What this task involves:
Repeat the records word for word.
■ ■ ■ ■ ■ ■ ■
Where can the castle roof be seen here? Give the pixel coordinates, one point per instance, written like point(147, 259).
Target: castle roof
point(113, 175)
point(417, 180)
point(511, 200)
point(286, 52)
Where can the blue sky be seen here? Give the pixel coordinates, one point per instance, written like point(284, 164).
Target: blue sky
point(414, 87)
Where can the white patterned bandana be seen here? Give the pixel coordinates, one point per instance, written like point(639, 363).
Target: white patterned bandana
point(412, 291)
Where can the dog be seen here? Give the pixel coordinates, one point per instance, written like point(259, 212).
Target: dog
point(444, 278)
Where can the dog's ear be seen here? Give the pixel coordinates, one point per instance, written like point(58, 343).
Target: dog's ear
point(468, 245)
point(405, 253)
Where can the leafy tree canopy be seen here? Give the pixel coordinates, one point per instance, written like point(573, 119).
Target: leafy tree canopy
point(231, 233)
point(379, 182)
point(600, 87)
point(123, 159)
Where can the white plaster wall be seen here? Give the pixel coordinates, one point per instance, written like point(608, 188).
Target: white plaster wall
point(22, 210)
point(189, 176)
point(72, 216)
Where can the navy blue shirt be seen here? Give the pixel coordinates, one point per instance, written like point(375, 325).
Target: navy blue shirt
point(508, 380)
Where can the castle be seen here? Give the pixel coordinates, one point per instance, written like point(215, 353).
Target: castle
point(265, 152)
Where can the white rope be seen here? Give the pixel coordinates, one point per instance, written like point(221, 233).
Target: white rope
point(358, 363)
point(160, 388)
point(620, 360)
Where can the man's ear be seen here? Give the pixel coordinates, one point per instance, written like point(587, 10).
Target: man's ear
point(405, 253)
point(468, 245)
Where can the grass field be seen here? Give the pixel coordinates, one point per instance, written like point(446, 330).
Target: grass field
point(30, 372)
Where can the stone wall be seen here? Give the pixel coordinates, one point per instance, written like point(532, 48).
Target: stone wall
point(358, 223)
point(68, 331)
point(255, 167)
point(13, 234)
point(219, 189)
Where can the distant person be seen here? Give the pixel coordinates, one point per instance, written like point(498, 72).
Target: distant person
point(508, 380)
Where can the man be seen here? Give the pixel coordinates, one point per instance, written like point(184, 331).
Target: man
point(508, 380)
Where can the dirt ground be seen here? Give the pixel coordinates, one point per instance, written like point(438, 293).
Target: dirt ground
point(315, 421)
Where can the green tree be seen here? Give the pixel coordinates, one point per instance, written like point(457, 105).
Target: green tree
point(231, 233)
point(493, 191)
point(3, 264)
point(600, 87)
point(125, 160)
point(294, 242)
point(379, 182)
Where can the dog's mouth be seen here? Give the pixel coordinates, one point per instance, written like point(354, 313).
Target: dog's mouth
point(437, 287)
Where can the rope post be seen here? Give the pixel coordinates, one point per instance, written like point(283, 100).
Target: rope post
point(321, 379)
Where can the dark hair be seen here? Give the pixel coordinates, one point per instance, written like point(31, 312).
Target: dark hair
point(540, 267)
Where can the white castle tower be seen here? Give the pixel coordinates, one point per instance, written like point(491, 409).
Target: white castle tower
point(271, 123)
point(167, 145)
■ ■ ■ ■ ■ ■ ■
Solution for this exercise:
Where can the castle roof be seen here? Give the pixel coordinates, one point per instance, written like point(147, 259).
Target: castle roof
point(113, 175)
point(417, 180)
point(511, 200)
point(286, 52)
Where can the blue sky be seen here? Give the pixel coordinates, one point per instance, written like point(284, 164).
Target: blue sky
point(414, 87)
Where can the white patterned bandana be seen here? Give the pixel coordinates, one point per instance, written like point(639, 363).
Target: white patterned bandana
point(412, 291)
Where can the dog be seen here? Give the pixel coordinates, one point per instance, written like point(259, 212).
Target: dog
point(444, 278)
Where can the dog's ear be seen here? Give the pixel coordinates, one point per instance, written like point(58, 343).
Target: dog's ear
point(468, 245)
point(405, 253)
Where can the leafy tree canopy be seen here? Give the pixel coordinates, one point per instance, written like point(573, 119).
Target: leafy tree canopy
point(231, 233)
point(379, 182)
point(600, 87)
point(123, 159)
Where can the white plaster wall be seen here? Give the pixel coordinates, one point per instance, written like point(608, 188).
Target: white plaster wall
point(22, 210)
point(189, 176)
point(72, 216)
Where can the navy blue shirt be seen here? Give the pixel coordinates, one point per instance, written like point(375, 325).
Target: navy blue shirt
point(508, 380)
Where can the castle be seen here? Give the pixel coordinates, one point per instance, written like point(215, 353).
Target: castle
point(265, 152)
Where can the white rope be seen here? Give the pixel coordinates, one point per instance, written like point(221, 233).
Target: white rope
point(358, 363)
point(160, 388)
point(620, 360)
Where can the man's ear be seen here? Give the pixel coordinates, one point per instance, written like point(587, 10).
Target: man's ear
point(405, 253)
point(468, 245)
Where can the grass field be seen here? Give the pixel coordinates, one point per instance, written like point(446, 330).
Target: grass field
point(30, 372)
Where can the stone wall be seen here? Give the pixel coordinates, one point per instance, written like point(532, 48).
Target: stone wall
point(358, 223)
point(68, 331)
point(255, 167)
point(13, 234)
point(219, 189)
Where can the distant person be seen here? Give the pixel coordinates, one point per instance, written like point(498, 72).
Target: distant person
point(508, 380)
Where can the man be seen here? Give the pixel coordinates, one point per instance, written like point(184, 331).
Target: man
point(508, 380)
Where can the dirt ground be seen here? Give the pixel coordinates, one point per instance, written like point(438, 293).
Target: dirt ground
point(315, 421)
Where can the green tree be seen here? Give the pixel coordinates, one point per instance, written like point(457, 105).
Target: green tree
point(231, 233)
point(493, 191)
point(3, 264)
point(600, 87)
point(125, 160)
point(294, 242)
point(379, 182)
Where can the dog's mouth be seen here? Give the pixel coordinates, one point per instance, written like point(354, 313).
Target: dog's mouth
point(437, 287)
Where can the rope post be seen here? Give the pixel coordinates, one point per instance, written like point(283, 100).
Target: rope post
point(321, 379)
Where can the dark hair be seen here? Give the pixel coordinates, one point per instance, written like point(31, 312).
Target: dark hair
point(540, 267)
Where can the white castle tower be seen here? Give the pixel coordinates, one point per instance, written like point(491, 409).
Target: white castle tower
point(271, 123)
point(167, 145)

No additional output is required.